-- STUDY TEXT follows --
### Validation

In [2]:
import openai
import json
import pandas as pd
from datetime import datetime
import os
from typing import List, Dict, Tuple
from tqdm.notebook import tqdm
import numpy as np
from concurrent.futures import ThreadPoolExecutor
import time

os.environ['OPENAI_API_KEY'] = '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'
# Initialize client
client = openai.OpenAI()

In [4]:
class ModelComparator:
    def __init__(self, 
                 fine_tuned_model: str = "ft:gpt-4o-mini-2024-07-18:personal::Af1GA1or",
                 base_model: str = "gpt-4o-mini-2024-07-18"):
        self.fine_tuned_model = fine_tuned_model
        self.base_model = base_model
        self.results_dir = '../data/final/model_comparison'
        os.makedirs(self.results_dir, exist_ok=True)
        
    def get_model_response(self, model: str, query: str, system_prompt: str = "You are an expert poker strategist.") -> Tuple[str, float]:
        """Get response from specified model with timing"""
        start_time = time.time()
        try:
            response = client.chat.completions.create(
                model=model,
                messages=[
                    {"role": "system", "content": system_prompt},
                    {"role": "user", "content": query}
                ],
                temperature=0.7
            )
-- STUDY TEXT concluded --
## PROBLEM REQUIREMENTS
In the validation code, which temperature value is passed when a chat completion is requested?
-- MATERIAL PROVIDED follows --
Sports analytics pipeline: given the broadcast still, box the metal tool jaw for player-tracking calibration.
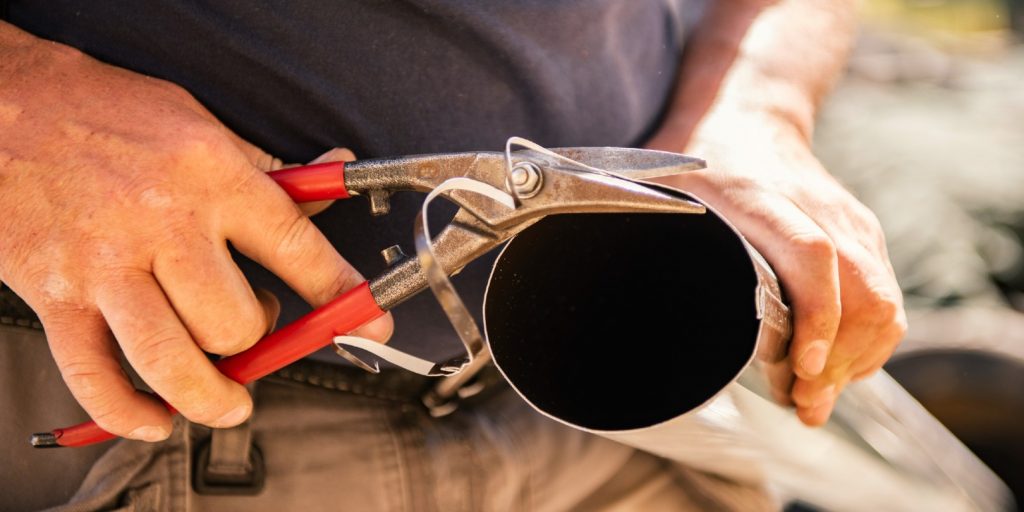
[345,139,705,309]
[335,137,705,403]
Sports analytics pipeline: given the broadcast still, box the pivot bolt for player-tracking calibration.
[507,162,544,199]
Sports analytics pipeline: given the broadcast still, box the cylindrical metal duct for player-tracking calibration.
[484,206,1012,511]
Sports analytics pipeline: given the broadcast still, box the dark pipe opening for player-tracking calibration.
[484,212,758,430]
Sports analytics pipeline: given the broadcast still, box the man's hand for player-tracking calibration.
[649,113,906,425]
[0,23,391,441]
[648,0,906,425]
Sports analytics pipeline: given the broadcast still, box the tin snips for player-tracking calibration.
[32,137,705,446]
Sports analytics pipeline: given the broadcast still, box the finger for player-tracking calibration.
[720,194,842,379]
[256,288,281,335]
[811,244,906,383]
[791,377,839,409]
[763,358,796,406]
[42,310,171,441]
[153,234,268,355]
[96,272,252,427]
[224,169,393,341]
[797,400,836,427]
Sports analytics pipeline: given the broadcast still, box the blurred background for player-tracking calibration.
[815,0,1024,503]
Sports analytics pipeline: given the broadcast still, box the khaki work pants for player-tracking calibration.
[0,326,777,512]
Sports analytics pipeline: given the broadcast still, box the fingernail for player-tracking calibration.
[213,406,250,428]
[800,340,828,375]
[128,427,171,442]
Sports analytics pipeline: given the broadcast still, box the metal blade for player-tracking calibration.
[551,147,707,179]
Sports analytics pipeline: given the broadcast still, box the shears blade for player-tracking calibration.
[551,147,707,179]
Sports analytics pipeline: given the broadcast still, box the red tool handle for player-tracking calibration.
[267,162,349,203]
[33,162,384,446]
[41,282,384,446]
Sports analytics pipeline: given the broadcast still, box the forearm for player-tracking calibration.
[659,0,856,145]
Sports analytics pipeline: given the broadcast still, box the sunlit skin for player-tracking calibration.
[0,24,392,441]
[648,0,906,426]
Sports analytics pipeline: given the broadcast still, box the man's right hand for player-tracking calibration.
[0,23,392,441]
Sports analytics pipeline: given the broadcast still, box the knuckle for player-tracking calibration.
[196,307,266,355]
[59,358,114,403]
[793,233,838,261]
[129,328,183,381]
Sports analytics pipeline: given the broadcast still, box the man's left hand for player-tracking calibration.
[647,113,906,426]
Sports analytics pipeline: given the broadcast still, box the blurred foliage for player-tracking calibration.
[863,0,1010,34]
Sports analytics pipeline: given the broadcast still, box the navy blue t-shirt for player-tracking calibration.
[8,0,683,357]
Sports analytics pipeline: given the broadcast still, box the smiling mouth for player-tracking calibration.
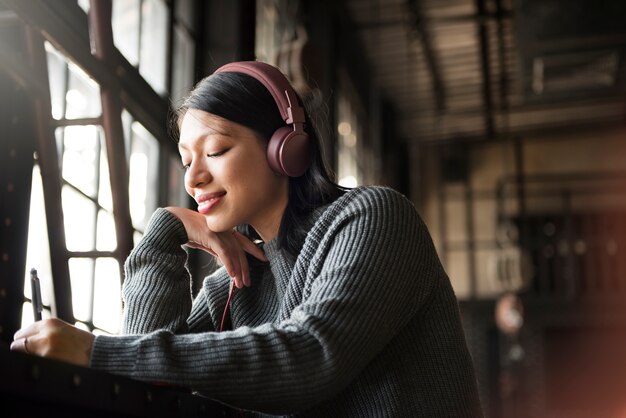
[198,193,226,215]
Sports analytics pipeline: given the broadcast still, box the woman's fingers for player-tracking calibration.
[11,318,95,366]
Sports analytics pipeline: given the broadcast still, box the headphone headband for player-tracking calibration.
[214,61,304,124]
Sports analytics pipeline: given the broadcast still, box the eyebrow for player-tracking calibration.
[178,128,233,150]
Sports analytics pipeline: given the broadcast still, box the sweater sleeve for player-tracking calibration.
[117,208,219,334]
[92,188,441,413]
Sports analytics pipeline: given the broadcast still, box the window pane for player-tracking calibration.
[24,165,53,306]
[59,125,100,196]
[128,122,159,230]
[98,137,113,212]
[65,62,102,119]
[69,258,93,322]
[139,0,169,94]
[96,210,117,251]
[21,302,52,328]
[93,258,122,333]
[167,155,189,207]
[45,42,68,119]
[111,0,140,66]
[171,26,195,102]
[175,0,196,31]
[78,0,89,13]
[61,186,96,251]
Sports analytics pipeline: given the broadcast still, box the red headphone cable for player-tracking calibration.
[219,279,235,332]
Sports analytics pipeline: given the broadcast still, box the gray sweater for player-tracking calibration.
[91,187,482,418]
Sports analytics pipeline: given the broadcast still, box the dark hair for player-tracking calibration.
[175,72,346,258]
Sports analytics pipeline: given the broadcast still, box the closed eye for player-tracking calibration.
[206,149,228,158]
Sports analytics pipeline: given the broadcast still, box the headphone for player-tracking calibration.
[213,61,312,177]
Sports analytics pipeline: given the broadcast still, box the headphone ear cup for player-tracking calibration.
[267,126,311,177]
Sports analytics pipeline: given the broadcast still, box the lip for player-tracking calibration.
[196,192,226,215]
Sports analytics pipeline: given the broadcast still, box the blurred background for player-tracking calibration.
[0,0,626,418]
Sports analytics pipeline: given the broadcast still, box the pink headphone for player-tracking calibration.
[214,61,311,177]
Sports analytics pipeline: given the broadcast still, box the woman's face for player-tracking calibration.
[178,109,288,241]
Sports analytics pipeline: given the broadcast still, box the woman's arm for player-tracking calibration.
[92,191,445,413]
[122,209,191,334]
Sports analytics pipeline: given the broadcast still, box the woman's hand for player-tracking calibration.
[165,207,267,288]
[11,318,95,366]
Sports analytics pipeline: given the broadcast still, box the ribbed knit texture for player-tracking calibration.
[91,187,482,418]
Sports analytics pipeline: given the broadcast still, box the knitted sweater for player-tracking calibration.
[91,187,482,418]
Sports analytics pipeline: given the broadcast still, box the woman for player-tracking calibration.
[12,63,482,417]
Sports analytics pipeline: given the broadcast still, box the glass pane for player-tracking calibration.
[171,26,195,102]
[21,302,52,328]
[24,165,54,306]
[122,109,133,161]
[78,0,89,13]
[69,258,93,322]
[65,62,102,119]
[59,125,100,196]
[93,258,122,333]
[96,210,117,251]
[175,0,196,30]
[111,0,140,66]
[167,155,189,207]
[139,0,169,94]
[128,122,159,230]
[45,42,67,119]
[98,136,113,212]
[61,186,96,251]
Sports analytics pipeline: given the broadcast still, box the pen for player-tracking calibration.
[30,269,43,321]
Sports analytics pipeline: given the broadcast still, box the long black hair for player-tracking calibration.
[175,72,346,258]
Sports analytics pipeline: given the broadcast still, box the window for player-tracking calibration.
[22,0,190,333]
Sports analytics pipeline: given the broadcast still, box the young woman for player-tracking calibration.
[12,62,482,418]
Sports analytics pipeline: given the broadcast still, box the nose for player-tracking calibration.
[185,158,213,195]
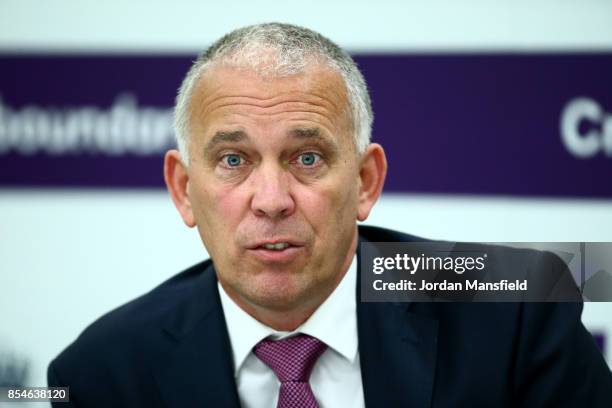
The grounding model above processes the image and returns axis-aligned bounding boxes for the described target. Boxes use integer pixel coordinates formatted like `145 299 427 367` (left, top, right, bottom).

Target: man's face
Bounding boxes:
172 66 369 318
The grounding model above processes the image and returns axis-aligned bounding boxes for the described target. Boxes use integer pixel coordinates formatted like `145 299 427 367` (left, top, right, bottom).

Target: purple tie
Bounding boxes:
253 334 327 408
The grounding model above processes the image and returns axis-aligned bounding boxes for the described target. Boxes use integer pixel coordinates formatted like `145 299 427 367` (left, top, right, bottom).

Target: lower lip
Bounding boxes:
249 246 302 263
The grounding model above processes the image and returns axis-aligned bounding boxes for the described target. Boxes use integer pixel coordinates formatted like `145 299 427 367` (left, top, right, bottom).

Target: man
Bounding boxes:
48 24 612 407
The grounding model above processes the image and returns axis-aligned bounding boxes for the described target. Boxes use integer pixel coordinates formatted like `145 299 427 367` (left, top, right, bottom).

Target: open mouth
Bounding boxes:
259 242 291 251
249 239 304 263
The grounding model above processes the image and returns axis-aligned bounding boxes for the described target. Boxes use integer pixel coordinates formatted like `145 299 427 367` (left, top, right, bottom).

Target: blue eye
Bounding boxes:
221 154 242 167
299 153 321 167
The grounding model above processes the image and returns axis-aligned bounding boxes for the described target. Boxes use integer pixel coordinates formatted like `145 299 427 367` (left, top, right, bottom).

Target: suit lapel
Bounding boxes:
357 233 438 407
154 265 240 407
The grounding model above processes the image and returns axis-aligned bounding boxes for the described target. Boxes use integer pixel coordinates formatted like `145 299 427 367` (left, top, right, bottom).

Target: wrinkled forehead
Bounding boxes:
189 62 353 144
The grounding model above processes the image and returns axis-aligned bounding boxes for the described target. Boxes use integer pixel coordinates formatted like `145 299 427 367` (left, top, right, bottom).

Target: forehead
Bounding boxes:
189 64 352 142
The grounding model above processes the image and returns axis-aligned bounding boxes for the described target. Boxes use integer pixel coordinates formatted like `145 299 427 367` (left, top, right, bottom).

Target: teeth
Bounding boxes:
264 242 289 251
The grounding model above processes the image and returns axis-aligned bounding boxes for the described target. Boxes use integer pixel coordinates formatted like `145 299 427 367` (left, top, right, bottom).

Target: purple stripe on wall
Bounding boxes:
0 53 612 198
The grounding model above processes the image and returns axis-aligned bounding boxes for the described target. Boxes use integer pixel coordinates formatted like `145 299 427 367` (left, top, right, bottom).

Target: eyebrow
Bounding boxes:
204 127 337 152
289 127 338 152
205 130 249 151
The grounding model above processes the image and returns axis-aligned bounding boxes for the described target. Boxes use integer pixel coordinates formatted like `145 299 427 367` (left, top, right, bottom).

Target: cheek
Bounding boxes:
298 175 358 236
193 180 245 236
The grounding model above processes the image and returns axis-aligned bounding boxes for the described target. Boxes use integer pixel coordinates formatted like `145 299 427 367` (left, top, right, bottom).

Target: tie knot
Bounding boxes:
253 334 327 383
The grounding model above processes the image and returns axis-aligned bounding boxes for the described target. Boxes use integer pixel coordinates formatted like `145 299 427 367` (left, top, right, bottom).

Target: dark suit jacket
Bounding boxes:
48 227 612 408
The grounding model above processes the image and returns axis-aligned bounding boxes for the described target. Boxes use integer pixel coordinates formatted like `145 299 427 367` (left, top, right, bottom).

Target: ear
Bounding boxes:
164 150 195 227
357 143 387 221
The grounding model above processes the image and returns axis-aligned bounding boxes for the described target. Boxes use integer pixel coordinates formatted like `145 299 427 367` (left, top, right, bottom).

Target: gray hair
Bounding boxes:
174 23 374 164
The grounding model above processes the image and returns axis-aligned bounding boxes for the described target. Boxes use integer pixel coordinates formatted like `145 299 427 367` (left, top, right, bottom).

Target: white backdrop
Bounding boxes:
0 0 612 396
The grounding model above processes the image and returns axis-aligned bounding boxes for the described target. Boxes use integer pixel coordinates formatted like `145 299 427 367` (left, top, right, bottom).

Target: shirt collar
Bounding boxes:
217 256 358 374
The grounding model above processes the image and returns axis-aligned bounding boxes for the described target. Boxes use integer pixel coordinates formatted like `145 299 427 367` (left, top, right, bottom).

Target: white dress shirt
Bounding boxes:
218 257 365 408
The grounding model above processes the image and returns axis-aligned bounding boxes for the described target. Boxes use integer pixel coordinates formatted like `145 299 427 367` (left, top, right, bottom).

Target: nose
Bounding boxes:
251 164 295 220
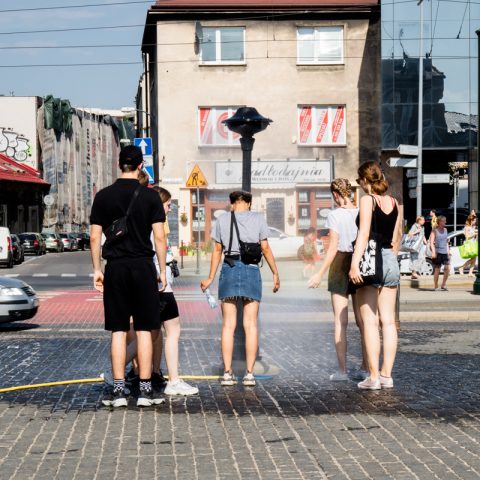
-- MATERIAL PROVIDED concluded --
## RESPONSE TO THIS EXERCISE
0.7